__Exercise goal__. Reproduce each of the records below word for word, changing nothing.
----------------
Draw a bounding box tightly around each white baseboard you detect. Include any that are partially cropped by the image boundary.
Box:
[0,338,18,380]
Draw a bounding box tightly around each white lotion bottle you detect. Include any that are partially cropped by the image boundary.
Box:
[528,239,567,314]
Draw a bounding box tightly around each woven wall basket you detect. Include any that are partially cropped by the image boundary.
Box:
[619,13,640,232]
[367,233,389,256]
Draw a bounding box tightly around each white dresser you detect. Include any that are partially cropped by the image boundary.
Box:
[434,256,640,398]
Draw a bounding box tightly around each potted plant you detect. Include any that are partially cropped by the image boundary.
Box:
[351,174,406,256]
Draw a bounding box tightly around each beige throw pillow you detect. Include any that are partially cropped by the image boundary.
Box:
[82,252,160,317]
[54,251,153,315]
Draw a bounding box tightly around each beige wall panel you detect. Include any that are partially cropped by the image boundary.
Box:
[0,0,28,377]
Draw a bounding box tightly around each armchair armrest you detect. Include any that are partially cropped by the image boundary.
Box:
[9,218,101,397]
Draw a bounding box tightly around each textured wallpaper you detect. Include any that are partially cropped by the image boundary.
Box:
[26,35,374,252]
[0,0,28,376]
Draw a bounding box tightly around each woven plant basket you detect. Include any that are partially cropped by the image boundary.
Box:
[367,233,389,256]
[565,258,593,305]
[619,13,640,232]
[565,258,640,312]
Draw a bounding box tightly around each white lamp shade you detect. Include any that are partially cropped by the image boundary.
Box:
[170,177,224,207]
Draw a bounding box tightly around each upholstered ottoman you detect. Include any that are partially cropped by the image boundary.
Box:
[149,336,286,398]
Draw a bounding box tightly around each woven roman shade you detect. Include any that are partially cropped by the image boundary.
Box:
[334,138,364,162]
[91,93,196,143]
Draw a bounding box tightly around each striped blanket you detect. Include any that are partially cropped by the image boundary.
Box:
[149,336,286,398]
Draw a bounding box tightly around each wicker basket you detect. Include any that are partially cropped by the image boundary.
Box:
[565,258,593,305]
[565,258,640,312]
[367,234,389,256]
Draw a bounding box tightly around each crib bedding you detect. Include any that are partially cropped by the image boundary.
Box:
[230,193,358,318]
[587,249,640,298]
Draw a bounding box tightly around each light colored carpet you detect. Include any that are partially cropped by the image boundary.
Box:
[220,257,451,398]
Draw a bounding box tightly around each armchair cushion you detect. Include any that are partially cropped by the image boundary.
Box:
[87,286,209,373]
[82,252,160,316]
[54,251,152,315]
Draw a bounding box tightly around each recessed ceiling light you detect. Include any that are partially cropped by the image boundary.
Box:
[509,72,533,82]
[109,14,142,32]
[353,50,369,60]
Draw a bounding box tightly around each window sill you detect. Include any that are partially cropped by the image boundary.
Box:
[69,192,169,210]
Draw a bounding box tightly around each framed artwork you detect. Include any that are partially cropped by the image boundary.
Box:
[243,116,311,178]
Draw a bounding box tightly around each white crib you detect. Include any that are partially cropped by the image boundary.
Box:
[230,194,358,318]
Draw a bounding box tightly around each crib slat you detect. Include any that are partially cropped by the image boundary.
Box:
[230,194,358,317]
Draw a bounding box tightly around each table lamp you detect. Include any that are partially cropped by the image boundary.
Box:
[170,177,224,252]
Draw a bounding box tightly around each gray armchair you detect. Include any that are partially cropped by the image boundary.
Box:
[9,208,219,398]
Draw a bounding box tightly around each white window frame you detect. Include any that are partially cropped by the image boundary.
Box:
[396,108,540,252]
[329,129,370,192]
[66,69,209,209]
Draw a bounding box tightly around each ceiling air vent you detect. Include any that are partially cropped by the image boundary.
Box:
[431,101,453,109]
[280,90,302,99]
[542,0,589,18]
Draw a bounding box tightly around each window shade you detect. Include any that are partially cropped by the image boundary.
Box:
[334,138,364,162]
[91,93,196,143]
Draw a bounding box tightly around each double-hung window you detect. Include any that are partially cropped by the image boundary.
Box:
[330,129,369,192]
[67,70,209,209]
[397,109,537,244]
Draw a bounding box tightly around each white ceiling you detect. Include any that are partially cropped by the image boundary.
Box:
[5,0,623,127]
----------------
__Response below__.
Draw a bounding box tightly around each white baseboard you detect. Include any that are partially cropped by the image boundary.
Box:
[0,338,18,380]
Draw a bounding box tightly around each white lotion bottle you detect. Include any that are partially cropped by the image boundary.
Box:
[528,239,567,314]
Draw a bounding box tightly around each woven wall basket you detect. Include any that are partially cropped by the image boundary.
Box:
[619,13,640,232]
[367,233,389,256]
Draw a bounding box tightly around each white dresser you detect. Include any that are partially cropped by the image boundary.
Box:
[434,256,640,398]
Draw a bounding box tightly around each potted plant you detect. Include any that are partially cropped by the image boundary.
Box:
[351,174,406,256]
Draw a bounding box tightly around each beige throw pillow you detect. Include any that are partially cropped by the image boundary.
Box:
[82,252,160,317]
[54,251,153,315]
Draw a bounding box tightly around each beige wall panel you detect. Include any that are partially cropped by the image boundary.
Box:
[0,0,28,377]
Draw a bounding box tightly around each armchair armrest you detect. Include any that are partially cropped by the image boundary.
Box:
[9,218,101,397]
Draw a bounding box tightly around each textured wallpaper you detect. Include any that are partially cropped by the image boundary.
Box:
[26,35,374,252]
[0,0,28,376]
Draw a bounding box tightly around each woven plant basket you detect. Include any that are partially cropped by the image boundary.
Box:
[367,233,389,256]
[565,258,593,305]
[619,13,640,232]
[565,258,640,312]
Draw a bounding box tightly around each white lamp shade you detect. Include any that are partially cropped by the image boundary.
Box:
[170,177,224,207]
Draw a bounding box tightly around each upholstered ottoman you detect. Include any that are partially cropped by the image boundary.
Box:
[149,336,286,398]
Draw a bounding box tightly around each woven roman shade you detect. Include any that are partially cropped by the image boundary.
Box:
[334,138,364,162]
[91,93,196,143]
Draw a bounding box tightly around each striped blanket you detect. Include any that are partially cropped by the image boundary.
Box:
[149,336,286,398]
Draw a bounding box tightly around each wicker basket you detect. Include any that are partially cropped by the image boundary.
Box:
[565,258,593,305]
[565,258,640,312]
[367,234,389,256]
Draw a bounding box tightly around each crib bedding you detect. Include any that are partially cropped by the image boundary.
Box:
[230,193,358,318]
[587,249,640,298]
Draw a bounding box tightly around each light colored carpet you detect. Include any that are partially cropped by the image boundary.
Box:
[220,257,451,398]
Draw a bounding box tightly around each armchair cushion you detect. Include any that are partially cropped by the image boundary.
Box:
[87,286,209,373]
[82,252,160,316]
[54,251,152,315]
Draw a bounding box tightly around each recessed ceiling light you detect. Include any that are partially cropped by the image boundary.
Box:
[509,72,533,82]
[109,14,142,32]
[353,50,369,60]
Draw a bounding box tightly around each window sill you detect. Include any that are partially cropped by the image boundary.
Box:
[69,192,169,210]
Draw a bounding box tightly around each framed artwork you detect. Include any that are partially cropped by the image boundary.
Box:
[243,116,311,178]
Draw a bounding box tightly around each white crib you detect. Include any that are partially cropped by the image boundary.
Box:
[230,194,358,318]
Draw a bounding box tightly around each crib slat you detect. Include any that are partially cropped by the image boundary.
Box:
[230,194,358,317]
Draw a bounding box tightly around each table lamp you detect. Include any that are partially cropped by the image boundary.
Box:
[170,177,224,252]
Draw a bounding box tightly around each gray armchair you detect. Include any that are partially cropped by the image boundary.
Box:
[9,208,219,398]
Draw a bounding box tightly around each white window frame you detect. Include any that are partially cropped by the image boundary.
Box:
[396,108,540,252]
[329,129,370,192]
[66,69,209,209]
Draw a bounding box tightly around each ceiling air vent you detect. Include any that are partially cropped by the image boundary.
Box:
[431,101,453,109]
[280,90,302,99]
[542,0,589,18]
Draw a bounding box tightly around each window shade you detect. Include any that are partially cropped by the image boundary.
Box:
[334,138,364,162]
[91,93,196,143]
Draw a bounding box tightly around each double-hung window you detect. Include any that are partially cropped by the image boundary.
Box:
[330,129,369,192]
[67,70,209,209]
[397,109,537,244]
Draw a bounding box tightly around each white ceiling you detect. Include any that are partially cropped by the image boundary.
Box:
[5,0,623,127]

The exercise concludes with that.